* _Extrait fourni_:
===

Tunisie – Banque mondiale : Le rapport inachevé !

banque_mondiale_tunisie.jpgL’entreprise au secours de l’emploi, c’est l’urgence du moment pour toute la région MENA. L’entreprise est appelée à choisir entre deux situations. Ou elle se met dans son rôle et crée de l’emploi. Ou elle opte pour la facilité et se réfugie dans les privilèges. L’alternative évoquée par la BM ne répond qu’à une partie de la réalité sur terrain. Ce rapport laisse un goût d’inachevé.

Entre “emploi et privilèges“, c’est le thème du dernier rapport de la Banque mondiale, présenté au public lundi 26 janvier au siège de l’IACE (Institut arabe des chefs d’entreprise). Le rapport dénonce les privilèges et autres passe-droits que peuvent s’octroyer les entreprises connectées politiquement. C’est encore une fois le thème de la collusion entre le pouvoir et l’argent qui refait surface.

Par privilèges, le rapport désigne l’ensemble des obstacles non réglementaires que les entreprises connectées politiquement peuvent dresser en face de leurs compétiteurs locaux ou internationaux et qui a tendance à bloquer la concurrence. La Banque stigmatise ce grippage de la concurrence parce qu’il plombe le dynamisme de l’économie et ralentit la création d’emplois. La causalité soulevée par la BM est néfaste. Mais est-elle seule en question?

Les termes du rapport : comment libérer le potentiel de création d’emplois?

Le rapport focalise sur l’expérience de deux pays, à savoir la Tunisie et l’Egypte, durement frappés par le chômage. Par-delà ces deux pays, c’est la région MENA tout entière, souligne le rapport, qui est particulièrement sinistrée par le chômage à l’échelle mondiale. Pour cela, le rapport étudie les flux de création d’emplois de l’ensemble des entreprises de l’on shore dans les deux pays pendant une période allant de 1996 à 2010.

Le mix des politiques d’embauche dans les deux pays combinant les vieilles recettes du recrutement dans la fonction publique, dans les entreprises du secteur public ou les entreprises du privé moyennant des primes de soutien, n’a donné que des résultats décevants. La situation s’enlise. Sur la population en âge de travailler, seulement 19% des travailleurs disposent de contrats à durée indéterminée (CDI). Ce taux est de 40% pour les pays d’Europe de l’Est ou ceux de l’Asie centrale. Cette injustice frappe davantage les femmes dont seulement 28% ont un emploi. Le plus révoltant est que les diplômés du supérieur sont les moins bien lotis. Un diplômé sur trois est au chômage.

===

* _Données extraites_:
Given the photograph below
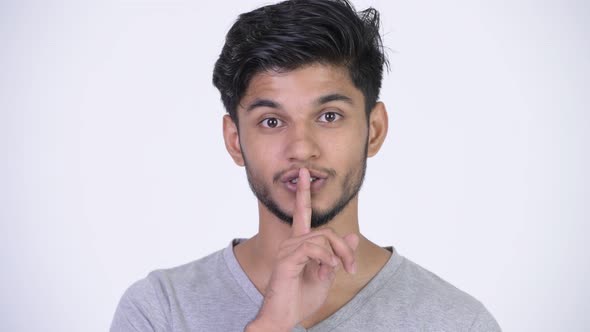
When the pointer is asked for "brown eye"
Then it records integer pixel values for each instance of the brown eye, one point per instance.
(270, 122)
(330, 117)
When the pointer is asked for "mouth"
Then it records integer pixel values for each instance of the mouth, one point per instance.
(317, 179)
(295, 180)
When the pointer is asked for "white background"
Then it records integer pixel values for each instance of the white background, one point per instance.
(112, 162)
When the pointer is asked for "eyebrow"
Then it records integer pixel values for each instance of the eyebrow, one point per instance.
(320, 101)
(334, 97)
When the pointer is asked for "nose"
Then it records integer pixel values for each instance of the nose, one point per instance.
(302, 144)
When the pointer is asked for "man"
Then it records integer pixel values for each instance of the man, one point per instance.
(300, 81)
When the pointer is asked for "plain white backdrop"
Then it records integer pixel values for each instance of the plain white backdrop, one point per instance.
(112, 162)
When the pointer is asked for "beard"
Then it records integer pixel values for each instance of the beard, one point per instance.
(351, 185)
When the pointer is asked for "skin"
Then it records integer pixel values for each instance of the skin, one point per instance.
(305, 274)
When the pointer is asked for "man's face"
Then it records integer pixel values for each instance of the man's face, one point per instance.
(311, 117)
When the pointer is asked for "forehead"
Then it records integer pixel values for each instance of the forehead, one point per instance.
(302, 85)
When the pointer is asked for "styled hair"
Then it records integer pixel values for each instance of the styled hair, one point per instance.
(290, 34)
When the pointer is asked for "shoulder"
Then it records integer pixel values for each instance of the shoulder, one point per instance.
(434, 302)
(147, 304)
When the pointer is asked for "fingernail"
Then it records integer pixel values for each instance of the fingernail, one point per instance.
(334, 262)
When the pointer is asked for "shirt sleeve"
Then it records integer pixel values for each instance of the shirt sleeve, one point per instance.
(139, 310)
(485, 322)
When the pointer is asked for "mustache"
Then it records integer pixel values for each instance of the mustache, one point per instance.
(329, 171)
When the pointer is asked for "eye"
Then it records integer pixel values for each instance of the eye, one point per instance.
(271, 123)
(329, 117)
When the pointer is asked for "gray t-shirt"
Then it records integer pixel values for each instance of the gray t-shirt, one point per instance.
(214, 294)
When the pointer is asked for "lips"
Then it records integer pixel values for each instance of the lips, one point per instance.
(290, 179)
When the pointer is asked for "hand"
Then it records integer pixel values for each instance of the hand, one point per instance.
(304, 268)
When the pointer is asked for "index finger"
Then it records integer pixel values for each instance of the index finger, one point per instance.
(302, 214)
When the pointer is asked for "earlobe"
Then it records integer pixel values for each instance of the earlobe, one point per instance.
(378, 125)
(232, 140)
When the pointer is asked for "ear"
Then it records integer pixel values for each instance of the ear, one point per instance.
(231, 137)
(378, 124)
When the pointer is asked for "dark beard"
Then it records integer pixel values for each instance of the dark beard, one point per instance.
(352, 185)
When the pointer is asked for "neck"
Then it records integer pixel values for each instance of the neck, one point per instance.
(257, 254)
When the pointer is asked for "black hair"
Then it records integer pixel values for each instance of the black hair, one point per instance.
(294, 33)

===

* _Travail demandé_:
A - Reproduisez fidèlement le passage de l'article sur le rapport de la Banque mondiale qui s'ouvre sur les mots contenant « Par privilèges, le » et se clôt sur « de création d’emplois? ».
B - Poursuivez l'article sur le rapport de la Banque mondiale consacré à l'emploi en Tunisie et en Égypte, à partir de la dernière phrase qu'il contient.

* _Ensemble des réponses_:
A -
Par privilèges, le rapport désigne l’ensemble des obstacles non réglementaires que les entreprises connectées politiquement peuvent dresser en face de leurs compétiteurs locaux ou internationaux et qui a tendance à bloquer la concurrence. La Banque stigmatise ce grippage de la concurrence parce qu’il plombe le dynamisme de l’économie et ralentit la création d’emplois. La causalité soulevée par la BM est néfaste. Mais est-elle seule en question?

Les termes du rapport : comment libérer le potentiel de création d’emplois?

B -
Les entreprises embauchent à leur création

L’étude révèle que la Tunisie a créé 582.000 emplois entre 1996 et 2010. Plus de 90% de ces postes ont été créés par des entreprises qui étaient en phase de démarrage. Ces entreprises embauchent dans les quatre premières années après leur création. L’ennui est que ces entreprises comptent entre 1 et 4 employés. Le tissu productif tunisien reste donc trop atomisé. De ce fait, l’étude montre que ces entreprises ont un taux d’expansion quasiment nul.

La réalité est que la productivité de ces unités est si faible qu’elles ont une emprise modeste sur le marché et restent à un stade végétatif.

Autre fait contrariant, en Tunisie, la fertilité entrepreneuriale est très basse. Il se crée 1,2 SARL pour 1.000 personnes par an. Ce taux est de 3 au Chili et de 4 pour la Bulgarie, deux pays comparables au nôtre.

Les entreprises connectées politiquement font barrage à l’emploi

Outre ce fait génétique, se pose une entrave à l’emploi d’un autre genre. Le rapport décrie les entreprises proches du pouvoir, particulièrement celles qui exercent dans les services, lesquelles, du fait de leurs accointances politico-administratives, dressent des barrières à l’entrée gênant l’arrivée sur leur marché de concurrents locaux et étrangers. Cela ne se fait pas par des textes de lois ou des réglementations mais par le biais des autorisations discrétionnaires exigées des nouveaux promoteurs. Cela fait que des secteurs entiers sont trustés en moyenne à hauteur de 64% par des entreprises politiquement connectées. 

N’étant pas challengées par des concurrents, ces entreprises se complaisent à exploiter leur rente de situation sans avoir à se développer. Au final, elles ne créent pas d’emplois. Et en réalité, le gâchis est double pour le pays car, outre le chômage grandissant, cela occasionne un gaspillage de ressources du fait de coûts de production élevés.

Liberté est laissée aux pouvoirs publics pour rectifier la situation

Les entraves à la concurrence soulevées par le rapport sont réelles dans notre pays. Mais elles ne sont pas seules en cause. La collusion du pouvoir et de l’argent fait du mal partout où cela se produit. Le malheur est que le phénomène est universel.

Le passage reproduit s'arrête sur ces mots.